**How to complete this task**
The records below are to be repeated exactly, minus any pictures.

(Records from a dataset)
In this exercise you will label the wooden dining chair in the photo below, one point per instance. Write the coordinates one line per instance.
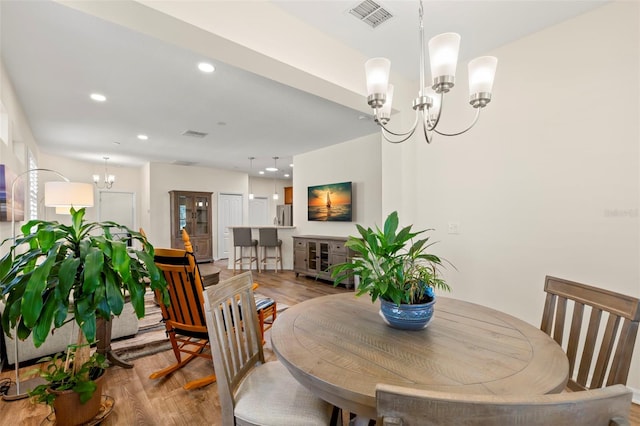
(252, 391)
(400, 406)
(602, 355)
(184, 317)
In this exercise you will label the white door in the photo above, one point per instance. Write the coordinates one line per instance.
(119, 207)
(259, 211)
(229, 214)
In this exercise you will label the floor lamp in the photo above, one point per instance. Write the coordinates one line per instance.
(61, 195)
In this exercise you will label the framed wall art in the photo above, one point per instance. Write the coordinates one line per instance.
(330, 202)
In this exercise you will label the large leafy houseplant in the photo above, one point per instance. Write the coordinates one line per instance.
(53, 270)
(392, 264)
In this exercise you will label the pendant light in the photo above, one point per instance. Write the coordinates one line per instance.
(275, 166)
(251, 196)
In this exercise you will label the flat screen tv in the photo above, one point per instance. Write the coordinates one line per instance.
(329, 203)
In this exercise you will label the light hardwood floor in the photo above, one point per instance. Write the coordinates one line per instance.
(141, 401)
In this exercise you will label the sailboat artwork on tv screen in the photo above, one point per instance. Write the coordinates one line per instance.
(331, 202)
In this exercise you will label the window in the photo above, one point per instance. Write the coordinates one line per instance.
(33, 186)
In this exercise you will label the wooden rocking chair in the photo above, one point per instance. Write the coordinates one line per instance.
(184, 318)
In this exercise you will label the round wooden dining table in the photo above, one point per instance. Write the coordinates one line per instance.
(340, 348)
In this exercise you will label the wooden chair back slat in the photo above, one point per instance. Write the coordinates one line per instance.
(561, 312)
(606, 350)
(235, 338)
(574, 335)
(400, 406)
(602, 355)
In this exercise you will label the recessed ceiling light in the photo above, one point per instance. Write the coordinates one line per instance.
(206, 67)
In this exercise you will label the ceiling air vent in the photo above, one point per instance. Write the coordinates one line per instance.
(371, 13)
(194, 134)
(183, 163)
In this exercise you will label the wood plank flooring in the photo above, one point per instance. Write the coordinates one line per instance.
(142, 401)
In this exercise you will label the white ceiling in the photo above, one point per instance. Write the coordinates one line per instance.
(57, 56)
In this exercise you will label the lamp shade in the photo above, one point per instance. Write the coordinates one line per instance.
(67, 194)
(443, 54)
(482, 71)
(377, 73)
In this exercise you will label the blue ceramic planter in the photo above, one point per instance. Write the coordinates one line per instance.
(407, 317)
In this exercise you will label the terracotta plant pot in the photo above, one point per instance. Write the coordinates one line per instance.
(68, 409)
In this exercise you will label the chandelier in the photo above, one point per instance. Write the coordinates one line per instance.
(443, 54)
(108, 179)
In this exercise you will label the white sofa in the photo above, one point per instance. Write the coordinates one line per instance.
(124, 325)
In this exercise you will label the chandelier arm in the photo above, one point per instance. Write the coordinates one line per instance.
(426, 130)
(475, 120)
(401, 134)
(404, 137)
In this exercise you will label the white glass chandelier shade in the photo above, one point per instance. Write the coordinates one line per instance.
(443, 55)
(108, 180)
(482, 72)
(377, 72)
(428, 105)
(68, 194)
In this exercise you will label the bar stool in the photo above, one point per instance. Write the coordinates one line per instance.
(269, 239)
(242, 239)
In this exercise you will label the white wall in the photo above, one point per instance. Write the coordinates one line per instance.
(357, 161)
(548, 182)
(18, 138)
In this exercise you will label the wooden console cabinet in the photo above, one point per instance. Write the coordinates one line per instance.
(314, 254)
(192, 210)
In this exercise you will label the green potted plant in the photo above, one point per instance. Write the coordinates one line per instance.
(394, 267)
(73, 385)
(53, 270)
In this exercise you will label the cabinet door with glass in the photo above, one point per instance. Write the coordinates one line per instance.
(192, 211)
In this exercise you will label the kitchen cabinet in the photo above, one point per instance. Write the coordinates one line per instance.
(314, 254)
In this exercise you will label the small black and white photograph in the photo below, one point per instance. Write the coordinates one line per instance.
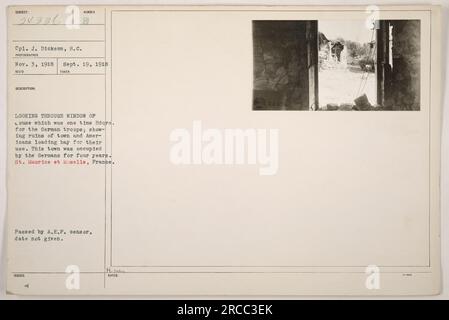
(336, 65)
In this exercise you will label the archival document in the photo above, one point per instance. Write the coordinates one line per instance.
(223, 150)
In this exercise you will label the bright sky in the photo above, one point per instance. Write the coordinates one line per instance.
(354, 30)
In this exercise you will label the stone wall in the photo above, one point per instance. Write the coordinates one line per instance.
(281, 79)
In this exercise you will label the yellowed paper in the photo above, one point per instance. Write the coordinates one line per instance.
(223, 150)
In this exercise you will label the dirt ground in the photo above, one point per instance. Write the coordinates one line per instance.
(344, 84)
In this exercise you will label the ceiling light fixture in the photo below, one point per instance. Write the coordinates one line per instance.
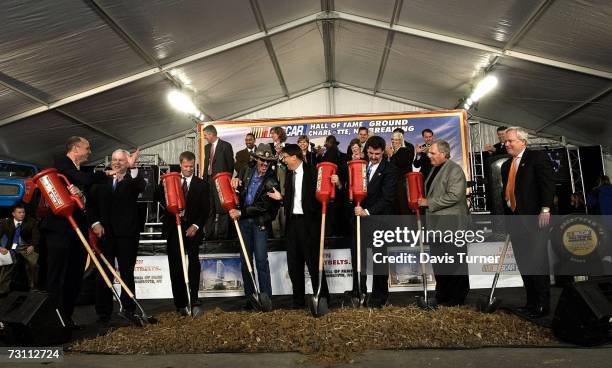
(182, 102)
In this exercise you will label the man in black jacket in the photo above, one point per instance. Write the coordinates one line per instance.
(65, 253)
(256, 209)
(112, 214)
(379, 201)
(528, 190)
(192, 224)
(303, 218)
(219, 157)
(21, 235)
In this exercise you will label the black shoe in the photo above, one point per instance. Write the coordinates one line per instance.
(298, 305)
(131, 317)
(539, 312)
(526, 309)
(73, 326)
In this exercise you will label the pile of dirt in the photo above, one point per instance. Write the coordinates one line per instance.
(336, 337)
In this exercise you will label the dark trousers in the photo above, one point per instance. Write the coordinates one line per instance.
(192, 248)
(65, 266)
(303, 247)
(380, 278)
(530, 247)
(256, 243)
(124, 249)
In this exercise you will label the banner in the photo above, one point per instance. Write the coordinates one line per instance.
(450, 126)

**Final answer**
In this exercise you will label the wooden dining chair in the photo below, one point per instance. Write the coordinates one line per instance.
(252, 391)
(400, 406)
(602, 355)
(184, 317)
In this exercise you will label the white door in the photo above, one point per instance. Write the coordinates one line per instance.
(119, 207)
(259, 211)
(229, 214)
In this exercise you will label the floor lamp in the photo above, one point per instance. Write the coordinates one line per instance.
(61, 195)
In this exercise you will label the framed wall art in the photo above, one point per instance. Write the coordinates one line per instance.
(330, 202)
In this exercise you will label the large leafy houseplant in the photo above, one point per instance. Write the coordinates one line per instance.
(53, 270)
(392, 264)
In this exercise you will label the pendant light in the photo above, one point per instance. Write the coordinates one line per instance.
(275, 166)
(251, 196)
In this exercise you will label the flat screen tv in the photo above, one point per instance. Write the coordinates one line per instance.
(329, 203)
In this exercise you will label the light hardwood floor in the photo above, one point per instance. Write the coordinates one line per instance.
(141, 401)
In this exercise you will label the sailboat artwork on tv screen in the photo above, one point per instance. Write the coordinates one line per instance.
(331, 202)
In this exercise you will label the window in the photo above, one point per instance. Write the coordinates one line per instance.
(33, 186)
In this exercise you will label the wooden rocking chair in the photo above, one point per instance. Write the coordinates one line per instance.
(184, 318)
In this exercise you will label the round wooden dining table in the photo above, one point per instance. Write the coordinates one line per instance.
(340, 348)
In this exercise you will label the wooden chair back slat in the photo above, one point per instance. Write the coordinates one line per instance.
(561, 312)
(606, 350)
(235, 338)
(574, 335)
(400, 406)
(602, 355)
In this exercise you will label the recessed ceiling light in the photo above, one point per instance. Write the coordinates one line per instance.
(206, 67)
In this exercise you will label the ceiling air vent in the photo above, one point per instance. Write the coordinates one line per instance.
(371, 13)
(194, 134)
(183, 163)
In this exercise you will label the wood plank flooring in the photo above, one point per instance. Write the coordinates one line per instance.
(142, 401)
In this exercise you will label the white ceiling in the photo above, one point per instance. Write the coordinates one line per instance.
(57, 56)
In this exercise you will label the lamp shade in the photo above, one point per instance. Write the coordinates one line per instance.
(67, 194)
(443, 54)
(482, 71)
(377, 73)
In this exercise you will label the blue ceramic planter in the photo above, one point per instance. Write the coordinates one line per instance.
(407, 317)
In this exercise you will label the terracotta plant pot in the photo above, one point per instance. Write the coordinates one line per instance.
(68, 409)
In this exercise you will label the chandelier in the photo above, one point per instance. Write the coordinates one line per instance.
(443, 54)
(108, 179)
In this exercise you will label the white sofa in the photo above, one point per instance. Write the coordinates one line per instance.
(124, 325)
In this exercise you will label the chandelier arm in the photo above, one point per instance. Write the coordinates one line per instance.
(426, 130)
(475, 120)
(401, 134)
(404, 137)
In this exercise you will label the white glass chandelier shade in the photo above, one point per instance. Write the coordinates one line per instance.
(443, 55)
(108, 180)
(482, 72)
(377, 72)
(428, 105)
(68, 194)
In this exercise you will label the bar stool in the photo above, one point per instance. Write the coordinates one line per instance.
(269, 239)
(242, 239)
In this exercise you will label the white wall in the photo above, one point per instance. Write the coordinates one line per instance.
(357, 161)
(548, 182)
(18, 138)
In this exercise you will label the wooden console cabinet in the photo above, one point per instance. Write the coordinates one line per instance.
(314, 254)
(192, 210)
In this exercise you will label the green potted plant in the photo above, one point per instance. Write the coordinates one line per instance.
(394, 267)
(73, 385)
(53, 270)
In this exercise you will label the cabinet door with glass in the photo above, one point per instance. Write the coordinates one line per instance.
(192, 211)
In this exercise you will label the kitchen cabinet in the photo above, one point per instance. Write the coordinates one line per instance.
(314, 254)
In this exercise you will label the small black and white photograph in the photo below, one point per instance. Write the coordinates one line per instance.
(336, 65)
In this exercise you will label the archival document in the photo above, one point per instance. Write the coordinates one line per instance.
(223, 150)
In this exercise you will label the bright sky in the photo above, one point per instance. Write the coordinates one line per instance.
(354, 30)
In this exercise you will label the stone wall in the photo above, one point per instance. Write the coordinates one line per instance.
(281, 79)
In this exercise you will label the yellowed paper in the photo above, one point per instance. Write the coordinates one line per instance.
(223, 150)
In this exercise you will label the dirt ground in the photo above, one point per instance. Write the coordinates one line per instance.
(344, 84)
In this exercise you will label the ceiling light fixture in the photo below, one point per instance. Write the coordinates one line per instance.
(182, 102)
In this exercise you will label the man in black jacket in the photo above, one point per instance. Write the coordinates one line per instance.
(65, 253)
(256, 209)
(112, 214)
(379, 201)
(528, 190)
(192, 224)
(303, 218)
(219, 157)
(21, 235)
In this exercise you will label the black shoe in the photo above, one point per instance. Write the coordinates one line per instance.
(298, 305)
(131, 317)
(539, 312)
(526, 309)
(73, 326)
In this exercise you will label the pile of dirt in the photo above, one point per instance. Write the coordinates one line per instance.
(336, 337)
In this exercise you will label the dark trousers in the photo above, one point per instance. Write the coordinates one line per instance.
(192, 248)
(65, 266)
(303, 247)
(380, 278)
(530, 247)
(256, 243)
(124, 249)
In this exercise you will label the banner in the photo above, one point per instance. Write the coordinates one line per instance.
(450, 126)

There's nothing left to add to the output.